Gather every line of the records that contains the string "knit", copying each such line in full.

(Excerpts from a point-labeling dataset)
## start

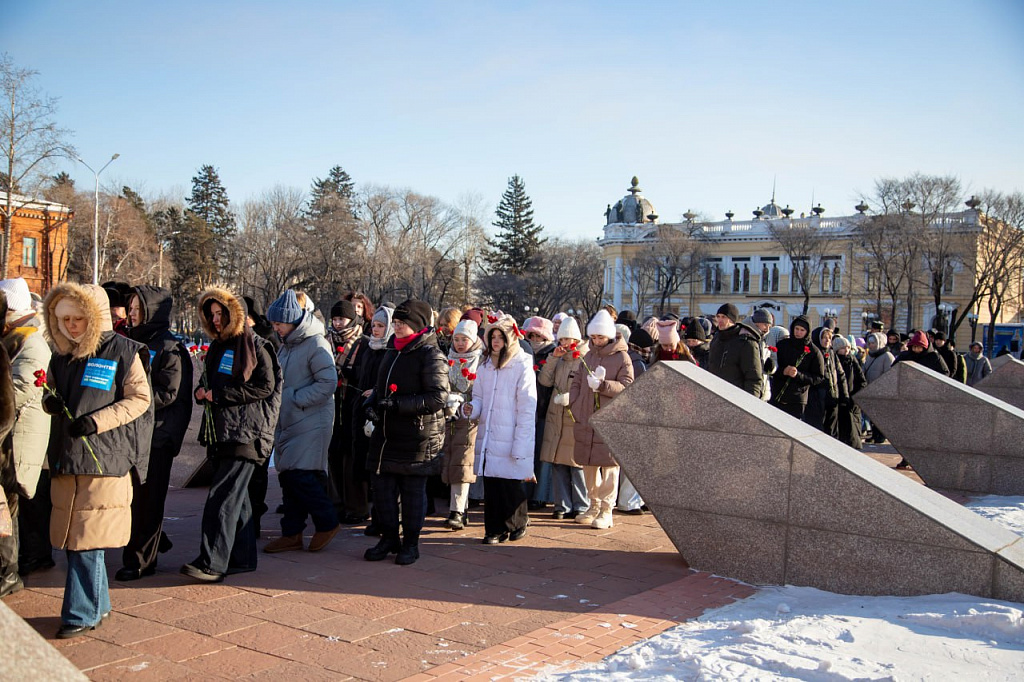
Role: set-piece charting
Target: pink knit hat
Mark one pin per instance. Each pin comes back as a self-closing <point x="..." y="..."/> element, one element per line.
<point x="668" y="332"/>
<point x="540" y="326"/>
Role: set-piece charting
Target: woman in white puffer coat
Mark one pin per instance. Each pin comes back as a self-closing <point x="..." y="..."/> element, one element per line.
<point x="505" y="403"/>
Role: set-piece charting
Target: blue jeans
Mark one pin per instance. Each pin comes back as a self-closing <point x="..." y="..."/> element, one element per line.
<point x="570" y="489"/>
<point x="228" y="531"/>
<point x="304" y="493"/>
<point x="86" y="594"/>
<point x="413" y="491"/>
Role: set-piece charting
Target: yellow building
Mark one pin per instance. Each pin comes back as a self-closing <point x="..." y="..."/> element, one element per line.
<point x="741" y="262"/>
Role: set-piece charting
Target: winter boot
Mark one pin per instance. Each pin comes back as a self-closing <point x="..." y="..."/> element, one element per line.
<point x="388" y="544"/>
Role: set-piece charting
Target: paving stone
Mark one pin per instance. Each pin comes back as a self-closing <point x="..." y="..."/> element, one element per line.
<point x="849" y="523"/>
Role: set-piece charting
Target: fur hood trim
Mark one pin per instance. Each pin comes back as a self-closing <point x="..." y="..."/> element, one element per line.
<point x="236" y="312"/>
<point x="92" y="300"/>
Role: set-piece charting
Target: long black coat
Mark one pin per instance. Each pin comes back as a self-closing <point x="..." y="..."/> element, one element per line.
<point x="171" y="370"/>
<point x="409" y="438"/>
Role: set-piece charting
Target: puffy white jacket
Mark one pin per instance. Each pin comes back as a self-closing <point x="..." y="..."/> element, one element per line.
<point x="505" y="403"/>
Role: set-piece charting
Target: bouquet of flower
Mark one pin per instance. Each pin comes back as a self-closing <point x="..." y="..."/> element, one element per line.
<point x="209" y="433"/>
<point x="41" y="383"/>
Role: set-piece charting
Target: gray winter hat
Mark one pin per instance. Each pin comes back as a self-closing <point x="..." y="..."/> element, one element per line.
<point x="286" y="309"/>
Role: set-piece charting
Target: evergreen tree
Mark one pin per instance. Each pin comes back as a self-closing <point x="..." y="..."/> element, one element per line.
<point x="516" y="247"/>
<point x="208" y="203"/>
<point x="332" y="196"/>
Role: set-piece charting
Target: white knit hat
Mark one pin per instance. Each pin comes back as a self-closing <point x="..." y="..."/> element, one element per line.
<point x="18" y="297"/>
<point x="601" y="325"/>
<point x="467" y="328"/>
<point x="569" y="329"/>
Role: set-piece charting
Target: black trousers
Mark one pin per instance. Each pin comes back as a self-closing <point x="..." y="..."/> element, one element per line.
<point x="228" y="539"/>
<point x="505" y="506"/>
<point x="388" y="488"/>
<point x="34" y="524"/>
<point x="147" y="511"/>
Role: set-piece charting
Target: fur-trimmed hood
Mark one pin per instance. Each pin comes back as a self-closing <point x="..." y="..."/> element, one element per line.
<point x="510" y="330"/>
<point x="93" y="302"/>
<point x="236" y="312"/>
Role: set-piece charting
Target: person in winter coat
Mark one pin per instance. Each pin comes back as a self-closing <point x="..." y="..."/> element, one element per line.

## end

- **SOLUTION FOR THIS PROBLEM**
Target: pink knit hat
Target: white knit hat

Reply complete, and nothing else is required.